#### [CONSIGNE A]
Reprenez le passage de la critique du film Detroit allant de « Dans les mois » à « forces de l’ordre. », en remplaçant « journalistes » par « reporters ».

L’avis du « Monde » – à ne pas manquer

L’histoire que raconte Detroit doit être entendue. Cinquante ans après l’affaire de l’Algiers Motel, survenue aux premiers jours des violences urbaines qui ravagèrent en 1967 la capitale de l’industrie automobile américaine, la nécessité de ce récit s’impose.

Dans les mois qui ont suivi les faits que raconte le film de Kathryn Bigelow, l’un des plus grands journalistes américains y a consacré un livre. John Hersey était devenu célèbre en mai 1946, avec la publication de son reportage sur le bombardement d’Hiroshima par les Etats-Unis, texte qui occupait tout un numéro du New Yorker.

Que l’incident survenu à l’Algiers Motel, à Detroit (Michigan), dans la nuit du 25 au 26 juillet 1967, ait décidé Hersey à prendre la plume est comme une garantie. Celle de l’obligation qu’il y avait alors à attirer l’attention sur les circonstances de la mort de trois jeunes Afro-Américains aux mains des forces de l’ordre.

Un souci d’exactitude

Un demi-siècle plus tard, alors qu’un mouvement s’est baptisé Black Lives Matter (« Les vies noires ont de l’importance »), démontrant que cette vérité, pour reprendre un terme cher aux auteurs de la déclaration d’indépendance des Etats-Unis, n’est pas self evident (« évidente pour elle-même »), Kathryn Bigelow et son scénariste Mark Boal redisent le martyre de Fred Temple, Aubrey Pollard et Carl Cooper, les trois morts de l’Algiers Motel, avec un souci d’exactitude qui les éloigne par la force des pièges et des conforts de la narration hollywoodienne.

#### [LISTE DES ENTRÉES]
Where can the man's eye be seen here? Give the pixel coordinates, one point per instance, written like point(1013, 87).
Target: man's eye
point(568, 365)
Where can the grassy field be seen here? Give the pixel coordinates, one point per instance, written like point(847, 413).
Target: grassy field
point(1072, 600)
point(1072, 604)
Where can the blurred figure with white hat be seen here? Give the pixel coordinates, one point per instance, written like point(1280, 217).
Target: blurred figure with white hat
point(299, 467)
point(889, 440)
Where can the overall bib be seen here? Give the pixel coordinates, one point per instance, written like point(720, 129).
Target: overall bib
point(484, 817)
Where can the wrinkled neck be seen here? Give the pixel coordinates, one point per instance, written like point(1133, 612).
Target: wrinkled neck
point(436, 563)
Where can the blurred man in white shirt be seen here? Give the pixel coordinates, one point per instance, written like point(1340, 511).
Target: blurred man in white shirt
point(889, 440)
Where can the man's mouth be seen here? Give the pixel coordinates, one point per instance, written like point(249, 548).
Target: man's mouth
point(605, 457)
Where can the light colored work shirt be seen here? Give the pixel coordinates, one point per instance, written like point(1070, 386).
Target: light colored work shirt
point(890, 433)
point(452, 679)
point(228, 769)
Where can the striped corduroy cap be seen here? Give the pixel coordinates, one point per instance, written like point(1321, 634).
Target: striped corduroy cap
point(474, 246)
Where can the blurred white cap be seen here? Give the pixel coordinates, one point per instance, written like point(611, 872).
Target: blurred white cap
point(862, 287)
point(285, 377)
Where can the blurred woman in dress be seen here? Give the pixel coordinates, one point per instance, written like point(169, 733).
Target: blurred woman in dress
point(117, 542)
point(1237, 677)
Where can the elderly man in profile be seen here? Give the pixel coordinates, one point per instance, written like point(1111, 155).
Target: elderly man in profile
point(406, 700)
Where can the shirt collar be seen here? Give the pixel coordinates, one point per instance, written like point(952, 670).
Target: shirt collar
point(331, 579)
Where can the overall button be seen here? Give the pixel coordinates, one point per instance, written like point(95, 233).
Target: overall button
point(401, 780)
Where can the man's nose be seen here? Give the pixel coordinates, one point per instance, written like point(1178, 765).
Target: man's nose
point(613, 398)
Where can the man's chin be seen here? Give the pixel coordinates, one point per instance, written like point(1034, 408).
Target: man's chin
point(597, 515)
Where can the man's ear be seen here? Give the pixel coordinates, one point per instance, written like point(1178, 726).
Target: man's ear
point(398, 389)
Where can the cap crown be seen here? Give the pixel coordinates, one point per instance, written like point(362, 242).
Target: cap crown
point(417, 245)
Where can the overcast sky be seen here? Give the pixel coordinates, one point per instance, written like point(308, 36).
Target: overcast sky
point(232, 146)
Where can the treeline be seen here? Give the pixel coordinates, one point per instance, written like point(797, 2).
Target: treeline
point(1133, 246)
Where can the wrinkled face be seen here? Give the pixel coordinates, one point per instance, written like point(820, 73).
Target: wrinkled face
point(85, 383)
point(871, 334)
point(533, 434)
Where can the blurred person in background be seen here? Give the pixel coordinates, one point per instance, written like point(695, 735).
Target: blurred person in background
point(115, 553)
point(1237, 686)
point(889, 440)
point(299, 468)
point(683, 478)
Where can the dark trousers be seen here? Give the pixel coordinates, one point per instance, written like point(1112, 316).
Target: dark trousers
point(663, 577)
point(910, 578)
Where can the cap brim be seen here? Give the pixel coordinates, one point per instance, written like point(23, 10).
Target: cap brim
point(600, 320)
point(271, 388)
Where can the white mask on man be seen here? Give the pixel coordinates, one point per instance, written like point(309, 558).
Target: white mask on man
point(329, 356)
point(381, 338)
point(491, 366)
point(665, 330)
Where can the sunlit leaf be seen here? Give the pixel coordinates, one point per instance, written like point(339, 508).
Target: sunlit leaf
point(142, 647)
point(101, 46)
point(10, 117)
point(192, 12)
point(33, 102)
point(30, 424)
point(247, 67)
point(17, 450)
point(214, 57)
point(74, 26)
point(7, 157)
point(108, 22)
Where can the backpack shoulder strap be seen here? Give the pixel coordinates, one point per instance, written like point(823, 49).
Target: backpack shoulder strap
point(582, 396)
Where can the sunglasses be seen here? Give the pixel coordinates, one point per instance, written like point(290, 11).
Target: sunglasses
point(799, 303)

#### [CONSIGNE B]
Recopiez sans rien changer les entrées, de la ligne qui contient « Where can the wrinkled face » jusqu'à la dernière ligne des entrées.

#### [RÉPONSE A]
Dans les mois qui ont suivi les faits que raconte le film de Kathryn Bigelow, l’un des plus grands reporters américains y a consacré un livre. John Hersey était devenu célèbre en mai 1946, avec la publication de son reportage sur le bombardement d’Hiroshima par les Etats-Unis, texte qui occupait tout un numéro du New Yorker.

Que l’incident survenu à l’Algiers Motel, à Detroit (Michigan), dans la nuit du 25 au 26 juillet 1967, ait décidé Hersey à prendre la plume est comme une garantie. Celle de l’obligation qu’il y avait alors à attirer l’attention sur les circonstances de la mort de trois jeunes Afro-Américains aux mains des forces de l’ordre.

#### [RÉPONSE B]
Where can the wrinkled face be seen here? Give the pixel coordinates, one point per instance, written like point(820, 73).
Target: wrinkled face
point(85, 383)
point(871, 334)
point(533, 434)
Where can the blurred person in background be seen here? Give the pixel coordinates, one point per instance, written like point(695, 735).
Target: blurred person in background
point(115, 553)
point(1237, 686)
point(889, 440)
point(299, 468)
point(683, 478)
Where can the dark trousers be seen here? Give the pixel coordinates, one point per instance, written like point(1112, 316).
Target: dark trousers
point(663, 577)
point(910, 578)
Where can the cap brim be seen here? Give the pixel coordinates, one point per instance, written like point(23, 10).
Target: cap brim
point(600, 320)
point(271, 388)
Where can the white mask on man be seen here? Give the pixel coordinates, one point per instance, written like point(309, 558).
Target: white mask on man
point(329, 356)
point(381, 338)
point(491, 366)
point(665, 330)
Where can the sunlit leaf be seen here? Give the pixel coordinates, one point per instance, written like point(339, 508).
Target: sunlit leaf
point(142, 647)
point(101, 46)
point(10, 117)
point(192, 12)
point(33, 102)
point(30, 424)
point(247, 67)
point(17, 450)
point(214, 57)
point(74, 26)
point(7, 157)
point(108, 22)
Where can the backpack shoulder strap be seen here? Give the pixel coordinates, one point per instance, written like point(823, 49).
Target: backpack shoulder strap
point(582, 396)
Where can the sunglasses be seen here? Give the pixel coordinates, one point per instance, written like point(290, 11).
Target: sunglasses
point(799, 303)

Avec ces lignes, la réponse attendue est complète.